## WHAT THIS TASK INVOLVES
Identify every line in the listing below that contains the string "windshield" and copy each such line verbatim.

= = = =

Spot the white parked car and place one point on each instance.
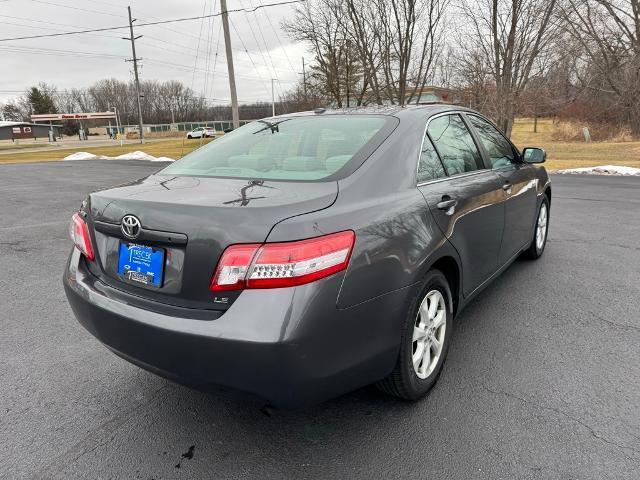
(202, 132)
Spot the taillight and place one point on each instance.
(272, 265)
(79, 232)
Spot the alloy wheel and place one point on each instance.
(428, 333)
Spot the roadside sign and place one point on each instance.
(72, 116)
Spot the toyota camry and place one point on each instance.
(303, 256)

= = = =

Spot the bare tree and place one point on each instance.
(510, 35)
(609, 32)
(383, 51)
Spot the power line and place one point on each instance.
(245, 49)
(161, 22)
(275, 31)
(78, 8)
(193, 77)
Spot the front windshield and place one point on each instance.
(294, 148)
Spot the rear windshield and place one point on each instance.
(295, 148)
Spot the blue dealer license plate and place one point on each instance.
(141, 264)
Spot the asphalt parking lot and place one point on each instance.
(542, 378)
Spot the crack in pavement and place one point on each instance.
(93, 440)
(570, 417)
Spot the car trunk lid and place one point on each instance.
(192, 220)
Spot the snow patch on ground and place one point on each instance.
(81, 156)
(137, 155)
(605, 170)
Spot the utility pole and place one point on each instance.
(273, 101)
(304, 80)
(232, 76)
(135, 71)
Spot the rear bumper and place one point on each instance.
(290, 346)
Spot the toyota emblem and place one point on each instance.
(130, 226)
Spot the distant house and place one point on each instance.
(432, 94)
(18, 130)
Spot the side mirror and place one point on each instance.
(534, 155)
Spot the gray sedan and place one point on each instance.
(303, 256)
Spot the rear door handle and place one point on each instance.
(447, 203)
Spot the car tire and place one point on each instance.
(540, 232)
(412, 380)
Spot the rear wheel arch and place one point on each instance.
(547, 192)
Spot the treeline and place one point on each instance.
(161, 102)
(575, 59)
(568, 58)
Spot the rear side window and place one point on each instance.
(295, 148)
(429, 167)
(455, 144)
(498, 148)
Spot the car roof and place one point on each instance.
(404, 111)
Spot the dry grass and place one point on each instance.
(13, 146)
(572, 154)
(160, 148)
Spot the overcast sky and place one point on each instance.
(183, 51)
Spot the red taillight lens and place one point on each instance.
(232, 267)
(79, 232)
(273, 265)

= = = =

## SOLUTION BELOW
Spot the front windshield and place one point on each instance.
Spot the rear windshield and place one point on each instance.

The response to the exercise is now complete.